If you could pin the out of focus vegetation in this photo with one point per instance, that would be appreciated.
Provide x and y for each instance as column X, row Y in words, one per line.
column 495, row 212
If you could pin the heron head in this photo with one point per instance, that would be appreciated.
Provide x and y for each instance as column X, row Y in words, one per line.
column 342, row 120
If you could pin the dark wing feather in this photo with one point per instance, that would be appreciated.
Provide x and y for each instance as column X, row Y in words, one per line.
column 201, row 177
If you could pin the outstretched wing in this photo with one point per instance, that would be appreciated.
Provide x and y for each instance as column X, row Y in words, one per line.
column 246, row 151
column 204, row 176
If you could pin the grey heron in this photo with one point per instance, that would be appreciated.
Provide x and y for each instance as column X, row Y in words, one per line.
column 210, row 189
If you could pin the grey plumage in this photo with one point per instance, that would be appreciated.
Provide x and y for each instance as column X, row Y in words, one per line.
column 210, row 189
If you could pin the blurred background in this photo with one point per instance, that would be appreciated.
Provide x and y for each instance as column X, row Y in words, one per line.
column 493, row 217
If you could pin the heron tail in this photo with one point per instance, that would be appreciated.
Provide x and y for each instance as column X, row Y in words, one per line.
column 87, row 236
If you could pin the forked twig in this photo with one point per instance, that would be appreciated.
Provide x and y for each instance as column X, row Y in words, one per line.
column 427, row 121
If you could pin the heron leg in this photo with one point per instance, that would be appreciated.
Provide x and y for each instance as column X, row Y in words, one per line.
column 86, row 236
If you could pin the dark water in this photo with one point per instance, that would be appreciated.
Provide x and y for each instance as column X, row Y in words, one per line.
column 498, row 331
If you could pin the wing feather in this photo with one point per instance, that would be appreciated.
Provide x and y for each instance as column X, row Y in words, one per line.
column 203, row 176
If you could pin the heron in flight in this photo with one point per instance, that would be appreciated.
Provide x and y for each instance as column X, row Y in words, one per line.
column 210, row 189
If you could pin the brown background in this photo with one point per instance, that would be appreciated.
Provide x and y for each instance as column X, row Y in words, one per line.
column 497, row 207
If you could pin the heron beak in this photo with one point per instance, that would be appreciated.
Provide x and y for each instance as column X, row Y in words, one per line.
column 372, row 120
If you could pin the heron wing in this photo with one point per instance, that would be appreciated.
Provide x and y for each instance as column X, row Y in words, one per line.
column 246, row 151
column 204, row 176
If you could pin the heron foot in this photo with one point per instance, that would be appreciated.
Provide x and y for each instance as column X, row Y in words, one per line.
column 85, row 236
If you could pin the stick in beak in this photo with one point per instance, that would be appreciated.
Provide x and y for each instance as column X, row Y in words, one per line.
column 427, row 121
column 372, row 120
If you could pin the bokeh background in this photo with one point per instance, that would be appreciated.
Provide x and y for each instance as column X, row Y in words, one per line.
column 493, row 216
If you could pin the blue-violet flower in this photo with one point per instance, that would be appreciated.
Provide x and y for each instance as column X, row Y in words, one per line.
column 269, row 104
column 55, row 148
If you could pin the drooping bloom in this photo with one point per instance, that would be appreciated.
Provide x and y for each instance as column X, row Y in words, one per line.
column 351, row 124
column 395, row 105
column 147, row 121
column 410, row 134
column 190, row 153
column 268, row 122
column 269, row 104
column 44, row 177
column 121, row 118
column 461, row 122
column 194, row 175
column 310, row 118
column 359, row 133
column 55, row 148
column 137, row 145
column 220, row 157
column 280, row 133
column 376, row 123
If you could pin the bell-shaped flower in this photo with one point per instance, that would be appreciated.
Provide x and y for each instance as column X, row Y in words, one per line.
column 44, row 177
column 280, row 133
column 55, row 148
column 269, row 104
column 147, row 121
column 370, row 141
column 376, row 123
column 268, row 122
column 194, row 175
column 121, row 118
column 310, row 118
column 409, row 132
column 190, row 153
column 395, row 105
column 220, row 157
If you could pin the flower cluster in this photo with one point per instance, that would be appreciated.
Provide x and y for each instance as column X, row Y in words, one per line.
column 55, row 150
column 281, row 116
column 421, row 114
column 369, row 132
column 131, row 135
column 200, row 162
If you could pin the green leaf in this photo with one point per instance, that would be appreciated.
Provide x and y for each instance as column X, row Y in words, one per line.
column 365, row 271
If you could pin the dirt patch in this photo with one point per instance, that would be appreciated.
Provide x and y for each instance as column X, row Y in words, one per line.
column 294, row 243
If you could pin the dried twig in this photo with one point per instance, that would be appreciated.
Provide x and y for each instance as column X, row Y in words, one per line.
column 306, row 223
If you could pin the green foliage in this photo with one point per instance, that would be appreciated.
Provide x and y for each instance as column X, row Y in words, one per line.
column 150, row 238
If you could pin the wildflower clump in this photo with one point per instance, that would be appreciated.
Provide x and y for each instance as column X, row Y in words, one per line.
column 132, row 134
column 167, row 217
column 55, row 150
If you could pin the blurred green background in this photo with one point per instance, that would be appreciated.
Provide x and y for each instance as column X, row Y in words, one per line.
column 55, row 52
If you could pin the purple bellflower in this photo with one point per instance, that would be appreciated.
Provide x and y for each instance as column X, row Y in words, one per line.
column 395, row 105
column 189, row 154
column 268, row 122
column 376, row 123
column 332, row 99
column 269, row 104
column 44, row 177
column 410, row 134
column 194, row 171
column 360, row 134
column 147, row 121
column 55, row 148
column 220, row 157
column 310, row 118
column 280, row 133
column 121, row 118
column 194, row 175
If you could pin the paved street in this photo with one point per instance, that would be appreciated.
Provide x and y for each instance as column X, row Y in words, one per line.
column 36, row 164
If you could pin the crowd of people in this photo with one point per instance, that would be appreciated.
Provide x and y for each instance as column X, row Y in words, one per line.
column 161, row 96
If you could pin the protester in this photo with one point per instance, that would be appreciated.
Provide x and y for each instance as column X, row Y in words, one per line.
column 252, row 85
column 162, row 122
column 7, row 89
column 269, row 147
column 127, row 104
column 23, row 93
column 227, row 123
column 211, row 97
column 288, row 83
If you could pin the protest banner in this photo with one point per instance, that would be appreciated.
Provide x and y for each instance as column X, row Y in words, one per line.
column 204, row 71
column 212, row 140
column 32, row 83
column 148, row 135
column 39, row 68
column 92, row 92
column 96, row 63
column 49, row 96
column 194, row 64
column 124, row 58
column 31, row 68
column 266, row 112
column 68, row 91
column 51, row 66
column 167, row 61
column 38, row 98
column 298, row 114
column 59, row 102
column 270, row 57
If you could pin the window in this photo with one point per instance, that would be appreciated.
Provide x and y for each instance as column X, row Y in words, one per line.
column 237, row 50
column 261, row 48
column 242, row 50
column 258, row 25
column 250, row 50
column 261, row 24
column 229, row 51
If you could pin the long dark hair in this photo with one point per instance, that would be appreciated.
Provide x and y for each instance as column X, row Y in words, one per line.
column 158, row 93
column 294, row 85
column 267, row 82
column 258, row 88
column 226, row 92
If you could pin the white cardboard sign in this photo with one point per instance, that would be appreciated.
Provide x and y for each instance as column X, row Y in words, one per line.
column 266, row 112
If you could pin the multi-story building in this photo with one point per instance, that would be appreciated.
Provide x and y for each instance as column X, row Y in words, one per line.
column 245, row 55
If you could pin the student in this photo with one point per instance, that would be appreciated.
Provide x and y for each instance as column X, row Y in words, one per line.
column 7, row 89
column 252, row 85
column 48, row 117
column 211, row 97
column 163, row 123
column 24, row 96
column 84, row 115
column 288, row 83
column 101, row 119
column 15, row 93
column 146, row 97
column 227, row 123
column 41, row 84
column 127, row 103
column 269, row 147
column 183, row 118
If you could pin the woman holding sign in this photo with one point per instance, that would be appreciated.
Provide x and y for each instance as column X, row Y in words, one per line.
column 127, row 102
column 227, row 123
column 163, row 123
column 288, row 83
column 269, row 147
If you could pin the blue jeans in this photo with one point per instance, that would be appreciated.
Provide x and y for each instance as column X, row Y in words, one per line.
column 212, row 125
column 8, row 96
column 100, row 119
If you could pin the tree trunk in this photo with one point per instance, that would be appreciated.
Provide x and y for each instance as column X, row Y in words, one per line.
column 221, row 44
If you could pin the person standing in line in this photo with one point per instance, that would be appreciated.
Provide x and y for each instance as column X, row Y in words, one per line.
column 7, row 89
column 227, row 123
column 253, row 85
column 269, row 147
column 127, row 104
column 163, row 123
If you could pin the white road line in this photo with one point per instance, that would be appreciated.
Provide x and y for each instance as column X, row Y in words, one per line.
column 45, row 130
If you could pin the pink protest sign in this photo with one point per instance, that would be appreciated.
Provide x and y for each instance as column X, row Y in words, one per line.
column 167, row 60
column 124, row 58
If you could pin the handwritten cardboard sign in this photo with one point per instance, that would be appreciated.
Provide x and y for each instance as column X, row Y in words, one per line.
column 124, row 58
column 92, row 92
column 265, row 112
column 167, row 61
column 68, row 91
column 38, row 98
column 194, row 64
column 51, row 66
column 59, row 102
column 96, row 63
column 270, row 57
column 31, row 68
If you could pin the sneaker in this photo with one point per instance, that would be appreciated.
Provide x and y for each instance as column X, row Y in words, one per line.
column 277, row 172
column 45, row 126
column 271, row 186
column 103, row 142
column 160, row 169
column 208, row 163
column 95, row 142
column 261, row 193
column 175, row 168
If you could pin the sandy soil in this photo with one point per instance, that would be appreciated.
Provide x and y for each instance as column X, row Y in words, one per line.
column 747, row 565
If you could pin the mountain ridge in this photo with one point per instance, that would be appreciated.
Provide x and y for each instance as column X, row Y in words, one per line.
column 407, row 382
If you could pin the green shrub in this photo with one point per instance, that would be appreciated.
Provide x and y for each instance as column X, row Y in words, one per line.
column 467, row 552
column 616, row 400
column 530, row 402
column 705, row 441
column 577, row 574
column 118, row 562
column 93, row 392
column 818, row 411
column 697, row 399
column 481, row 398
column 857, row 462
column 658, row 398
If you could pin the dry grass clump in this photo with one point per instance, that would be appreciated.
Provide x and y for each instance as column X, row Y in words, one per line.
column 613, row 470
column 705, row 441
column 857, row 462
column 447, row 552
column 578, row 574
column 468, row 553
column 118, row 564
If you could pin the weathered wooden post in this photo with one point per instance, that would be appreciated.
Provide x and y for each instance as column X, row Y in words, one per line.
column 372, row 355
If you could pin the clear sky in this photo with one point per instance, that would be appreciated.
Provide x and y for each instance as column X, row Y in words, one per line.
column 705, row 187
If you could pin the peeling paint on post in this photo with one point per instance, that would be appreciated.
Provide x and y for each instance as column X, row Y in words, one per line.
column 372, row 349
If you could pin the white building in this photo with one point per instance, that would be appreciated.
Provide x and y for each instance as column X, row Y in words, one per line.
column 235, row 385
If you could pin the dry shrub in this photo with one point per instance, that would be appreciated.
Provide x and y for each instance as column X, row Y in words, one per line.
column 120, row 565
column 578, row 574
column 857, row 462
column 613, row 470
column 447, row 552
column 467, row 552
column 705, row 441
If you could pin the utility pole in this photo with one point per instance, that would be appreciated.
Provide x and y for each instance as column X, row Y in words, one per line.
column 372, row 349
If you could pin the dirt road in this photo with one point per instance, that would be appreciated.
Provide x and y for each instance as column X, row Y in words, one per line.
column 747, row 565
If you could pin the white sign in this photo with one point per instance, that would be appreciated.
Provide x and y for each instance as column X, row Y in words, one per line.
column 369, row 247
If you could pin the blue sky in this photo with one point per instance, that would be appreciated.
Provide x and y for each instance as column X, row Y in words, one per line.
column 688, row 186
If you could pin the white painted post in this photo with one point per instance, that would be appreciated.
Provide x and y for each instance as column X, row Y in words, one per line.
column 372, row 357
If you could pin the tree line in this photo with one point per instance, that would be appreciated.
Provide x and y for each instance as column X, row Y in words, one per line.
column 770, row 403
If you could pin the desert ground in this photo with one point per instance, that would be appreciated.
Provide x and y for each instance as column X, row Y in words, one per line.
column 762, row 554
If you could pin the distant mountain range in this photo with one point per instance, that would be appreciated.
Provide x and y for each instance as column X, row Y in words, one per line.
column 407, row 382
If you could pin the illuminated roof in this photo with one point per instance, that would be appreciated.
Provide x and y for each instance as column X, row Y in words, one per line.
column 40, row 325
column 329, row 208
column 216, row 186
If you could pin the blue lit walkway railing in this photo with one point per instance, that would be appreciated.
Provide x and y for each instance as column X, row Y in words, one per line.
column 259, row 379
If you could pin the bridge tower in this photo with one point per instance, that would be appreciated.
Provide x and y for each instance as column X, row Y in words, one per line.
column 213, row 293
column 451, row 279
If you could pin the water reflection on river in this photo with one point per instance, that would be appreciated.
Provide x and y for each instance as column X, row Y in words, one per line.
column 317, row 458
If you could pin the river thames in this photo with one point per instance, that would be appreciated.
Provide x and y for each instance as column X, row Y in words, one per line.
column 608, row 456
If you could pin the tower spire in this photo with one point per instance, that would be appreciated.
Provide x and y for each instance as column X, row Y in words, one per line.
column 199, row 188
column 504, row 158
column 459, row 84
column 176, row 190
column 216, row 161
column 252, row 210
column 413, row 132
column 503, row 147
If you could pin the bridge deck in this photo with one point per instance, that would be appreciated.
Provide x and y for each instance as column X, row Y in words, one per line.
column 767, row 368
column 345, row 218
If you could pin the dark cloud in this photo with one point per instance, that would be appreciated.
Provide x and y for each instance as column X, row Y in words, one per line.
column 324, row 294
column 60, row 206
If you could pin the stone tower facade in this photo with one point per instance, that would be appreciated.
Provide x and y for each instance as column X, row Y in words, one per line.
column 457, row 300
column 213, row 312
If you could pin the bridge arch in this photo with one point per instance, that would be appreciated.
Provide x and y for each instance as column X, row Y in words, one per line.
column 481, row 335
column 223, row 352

※

WHAT IS NEEDED =>
Recast the data between the lines holding "If you could pin the white cardboard" and "column 45, row 130", inclusive, as a two-column CSV with the headers input and output. Give one row for each block of instruction text, pairing it with the coordinate lines that follow it, with each part in a single quoted field and line breaks turned into spaces.

TASK ANSWER =>
input,output
"If you could pin the white cardboard sign in this photo with one point per instance, that would be appreciated. Provide x and y for each instance as column X, row Y in words, one per line.","column 266, row 112"
"If you could pin the multi-story building in this photo with one point per instance, that would be appreciated. Provide x and y for each instance as column X, row Y in words, one per line.","column 245, row 55"
"If you could pin the student in this photo with one point per instance, that would be appreciated. Provide x and y for each instance as column X, row Y in words, one per line.","column 7, row 89 column 252, row 85 column 48, row 117 column 211, row 97 column 163, row 123 column 24, row 96 column 84, row 115 column 288, row 83 column 101, row 119 column 15, row 93 column 146, row 97 column 227, row 123 column 41, row 84 column 127, row 103 column 269, row 147 column 183, row 118"
"If you could pin the woman holding sign in this photo with one point per instance, that would be appreciated. Provide x and y for each instance as column X, row Y in words, one per line.","column 127, row 102 column 227, row 123 column 163, row 123 column 288, row 83 column 269, row 147"
"If you could pin the blue jeans in this photo with one point per instance, that would be appreciated. Provide x and y for each instance as column X, row Y in words, one per line.","column 212, row 125 column 8, row 96 column 100, row 119"
"If you could pin the tree trunk in this photo with one point per instance, that would be appreciated. Provide x and y for each instance as column X, row Y in words, one per line.","column 221, row 44"
"If you could pin the person standing in line in this photo with one point per instance, that would be appreciated. Provide x and y for each instance as column X, row Y in words, one per line.","column 7, row 89 column 227, row 123 column 253, row 85 column 269, row 147 column 127, row 104 column 163, row 123"
"If you could pin the white road line in this photo with one point per instance, that would be appreciated. Provide x and y for each instance as column X, row Y in words, one per line.","column 45, row 130"